WHAT THIS TASK INVOLVES = Pull out from the material below all lines with "houseboat".

=======

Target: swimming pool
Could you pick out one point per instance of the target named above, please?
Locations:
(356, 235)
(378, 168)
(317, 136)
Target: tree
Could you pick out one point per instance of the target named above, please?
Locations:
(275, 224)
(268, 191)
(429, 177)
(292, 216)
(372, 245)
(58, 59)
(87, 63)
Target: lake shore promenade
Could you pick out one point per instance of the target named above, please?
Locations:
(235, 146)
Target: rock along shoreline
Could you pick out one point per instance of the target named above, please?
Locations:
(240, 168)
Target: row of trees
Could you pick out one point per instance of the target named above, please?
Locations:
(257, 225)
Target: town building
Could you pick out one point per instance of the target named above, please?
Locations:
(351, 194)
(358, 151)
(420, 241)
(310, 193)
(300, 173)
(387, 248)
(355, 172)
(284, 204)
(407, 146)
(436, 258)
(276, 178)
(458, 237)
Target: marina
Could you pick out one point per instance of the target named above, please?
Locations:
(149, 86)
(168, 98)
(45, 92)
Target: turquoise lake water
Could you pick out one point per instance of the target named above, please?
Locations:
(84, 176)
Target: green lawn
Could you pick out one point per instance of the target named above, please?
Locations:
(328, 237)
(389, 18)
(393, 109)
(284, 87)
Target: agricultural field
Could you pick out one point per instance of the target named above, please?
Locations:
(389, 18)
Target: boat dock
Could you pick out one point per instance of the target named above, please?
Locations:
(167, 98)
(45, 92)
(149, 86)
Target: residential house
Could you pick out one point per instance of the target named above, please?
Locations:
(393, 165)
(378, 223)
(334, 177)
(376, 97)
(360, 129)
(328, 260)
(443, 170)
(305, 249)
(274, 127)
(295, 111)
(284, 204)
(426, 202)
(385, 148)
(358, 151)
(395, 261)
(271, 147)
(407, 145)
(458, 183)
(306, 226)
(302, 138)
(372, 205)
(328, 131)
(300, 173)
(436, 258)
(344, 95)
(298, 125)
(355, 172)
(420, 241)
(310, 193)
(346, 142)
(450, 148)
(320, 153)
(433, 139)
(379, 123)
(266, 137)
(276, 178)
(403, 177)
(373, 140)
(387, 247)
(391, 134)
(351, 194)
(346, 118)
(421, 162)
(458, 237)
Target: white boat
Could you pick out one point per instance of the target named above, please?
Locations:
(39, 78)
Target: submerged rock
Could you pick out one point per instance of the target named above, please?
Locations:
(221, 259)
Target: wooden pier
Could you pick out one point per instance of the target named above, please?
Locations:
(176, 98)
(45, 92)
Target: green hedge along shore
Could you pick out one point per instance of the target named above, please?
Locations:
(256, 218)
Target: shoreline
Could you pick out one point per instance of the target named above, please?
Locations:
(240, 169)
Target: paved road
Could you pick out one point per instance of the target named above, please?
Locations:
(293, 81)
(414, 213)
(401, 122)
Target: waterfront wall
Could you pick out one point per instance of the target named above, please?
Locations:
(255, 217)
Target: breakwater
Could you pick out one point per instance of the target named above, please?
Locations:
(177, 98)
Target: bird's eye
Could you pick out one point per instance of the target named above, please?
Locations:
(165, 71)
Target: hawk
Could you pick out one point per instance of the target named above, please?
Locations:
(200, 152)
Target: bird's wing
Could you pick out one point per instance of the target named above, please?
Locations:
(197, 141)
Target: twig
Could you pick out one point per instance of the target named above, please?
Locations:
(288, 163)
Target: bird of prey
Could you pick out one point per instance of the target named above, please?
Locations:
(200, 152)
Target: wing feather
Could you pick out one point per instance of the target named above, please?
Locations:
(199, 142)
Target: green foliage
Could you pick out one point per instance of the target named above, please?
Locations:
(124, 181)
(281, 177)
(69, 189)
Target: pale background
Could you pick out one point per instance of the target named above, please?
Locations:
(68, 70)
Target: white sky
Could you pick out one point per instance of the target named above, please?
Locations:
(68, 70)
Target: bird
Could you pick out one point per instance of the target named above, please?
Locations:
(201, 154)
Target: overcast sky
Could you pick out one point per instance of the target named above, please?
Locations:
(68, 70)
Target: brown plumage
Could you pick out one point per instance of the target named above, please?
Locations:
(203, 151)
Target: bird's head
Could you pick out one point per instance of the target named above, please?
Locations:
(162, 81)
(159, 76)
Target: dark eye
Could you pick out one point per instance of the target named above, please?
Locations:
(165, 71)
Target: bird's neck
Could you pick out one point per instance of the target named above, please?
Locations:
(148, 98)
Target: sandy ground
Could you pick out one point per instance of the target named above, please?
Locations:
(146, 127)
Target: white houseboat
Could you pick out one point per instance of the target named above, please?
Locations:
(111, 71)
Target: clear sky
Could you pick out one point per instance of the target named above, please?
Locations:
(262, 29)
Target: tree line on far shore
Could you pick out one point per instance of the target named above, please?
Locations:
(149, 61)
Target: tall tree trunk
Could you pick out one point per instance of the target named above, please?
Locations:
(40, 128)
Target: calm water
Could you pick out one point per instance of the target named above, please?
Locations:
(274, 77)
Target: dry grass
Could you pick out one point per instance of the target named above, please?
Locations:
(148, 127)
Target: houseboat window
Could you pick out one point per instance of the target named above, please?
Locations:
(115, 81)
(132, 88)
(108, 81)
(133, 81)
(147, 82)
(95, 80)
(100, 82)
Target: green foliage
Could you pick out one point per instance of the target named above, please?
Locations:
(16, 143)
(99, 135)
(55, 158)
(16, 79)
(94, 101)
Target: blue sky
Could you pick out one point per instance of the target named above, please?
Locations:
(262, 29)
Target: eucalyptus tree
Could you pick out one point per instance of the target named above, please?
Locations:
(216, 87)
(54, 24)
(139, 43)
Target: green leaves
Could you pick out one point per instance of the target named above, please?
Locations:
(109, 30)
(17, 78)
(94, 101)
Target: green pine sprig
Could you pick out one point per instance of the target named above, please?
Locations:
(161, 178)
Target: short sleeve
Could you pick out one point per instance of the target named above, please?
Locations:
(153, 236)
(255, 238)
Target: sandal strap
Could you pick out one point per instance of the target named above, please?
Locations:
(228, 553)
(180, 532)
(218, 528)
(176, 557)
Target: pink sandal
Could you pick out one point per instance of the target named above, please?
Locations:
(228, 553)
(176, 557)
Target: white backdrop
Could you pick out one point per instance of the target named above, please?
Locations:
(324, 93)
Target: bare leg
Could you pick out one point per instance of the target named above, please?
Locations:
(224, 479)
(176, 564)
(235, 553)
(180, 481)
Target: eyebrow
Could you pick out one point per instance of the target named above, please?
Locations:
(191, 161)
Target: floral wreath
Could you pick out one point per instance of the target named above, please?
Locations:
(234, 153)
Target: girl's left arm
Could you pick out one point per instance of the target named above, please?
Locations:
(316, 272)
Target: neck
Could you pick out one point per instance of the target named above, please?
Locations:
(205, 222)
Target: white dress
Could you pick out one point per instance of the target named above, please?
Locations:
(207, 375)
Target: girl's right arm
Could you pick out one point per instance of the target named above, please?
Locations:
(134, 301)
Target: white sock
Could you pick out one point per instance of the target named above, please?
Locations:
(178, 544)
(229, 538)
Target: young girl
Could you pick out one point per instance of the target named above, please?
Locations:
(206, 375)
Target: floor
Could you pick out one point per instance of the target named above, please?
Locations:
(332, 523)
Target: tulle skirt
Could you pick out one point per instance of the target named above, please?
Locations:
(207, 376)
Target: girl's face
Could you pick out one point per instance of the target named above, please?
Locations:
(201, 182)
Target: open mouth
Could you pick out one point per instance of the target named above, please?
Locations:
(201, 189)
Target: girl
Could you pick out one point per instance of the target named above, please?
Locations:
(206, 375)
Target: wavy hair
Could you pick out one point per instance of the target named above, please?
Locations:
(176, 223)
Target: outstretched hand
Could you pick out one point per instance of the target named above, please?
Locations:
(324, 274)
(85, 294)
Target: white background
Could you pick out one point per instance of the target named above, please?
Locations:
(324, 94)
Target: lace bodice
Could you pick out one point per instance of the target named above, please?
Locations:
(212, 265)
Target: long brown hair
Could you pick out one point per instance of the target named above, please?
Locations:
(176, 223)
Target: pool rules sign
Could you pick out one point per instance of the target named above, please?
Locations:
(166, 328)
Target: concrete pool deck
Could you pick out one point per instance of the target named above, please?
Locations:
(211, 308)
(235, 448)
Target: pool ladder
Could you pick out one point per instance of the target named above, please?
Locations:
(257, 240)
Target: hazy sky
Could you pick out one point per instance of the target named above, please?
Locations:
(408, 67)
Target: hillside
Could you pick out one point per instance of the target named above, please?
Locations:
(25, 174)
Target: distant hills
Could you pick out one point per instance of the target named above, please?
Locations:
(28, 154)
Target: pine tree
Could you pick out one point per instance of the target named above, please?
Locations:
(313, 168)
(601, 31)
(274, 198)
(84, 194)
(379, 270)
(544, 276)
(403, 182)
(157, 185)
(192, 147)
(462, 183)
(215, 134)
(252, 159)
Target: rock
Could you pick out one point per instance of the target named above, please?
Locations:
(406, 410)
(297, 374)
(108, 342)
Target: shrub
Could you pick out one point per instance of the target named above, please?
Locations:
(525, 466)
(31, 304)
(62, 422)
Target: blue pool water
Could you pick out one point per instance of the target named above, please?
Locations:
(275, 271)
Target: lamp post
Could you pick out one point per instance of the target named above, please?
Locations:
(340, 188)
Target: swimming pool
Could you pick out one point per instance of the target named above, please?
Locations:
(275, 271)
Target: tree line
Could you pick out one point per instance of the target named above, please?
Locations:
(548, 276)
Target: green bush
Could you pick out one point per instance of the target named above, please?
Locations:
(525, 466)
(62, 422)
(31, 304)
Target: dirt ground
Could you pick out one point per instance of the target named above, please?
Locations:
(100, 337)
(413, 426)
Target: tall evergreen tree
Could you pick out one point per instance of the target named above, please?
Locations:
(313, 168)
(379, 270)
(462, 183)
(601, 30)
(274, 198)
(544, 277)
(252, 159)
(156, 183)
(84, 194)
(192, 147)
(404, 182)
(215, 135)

=======

RESPONSE AREA =
Target: white houseboat
Target: houseboat window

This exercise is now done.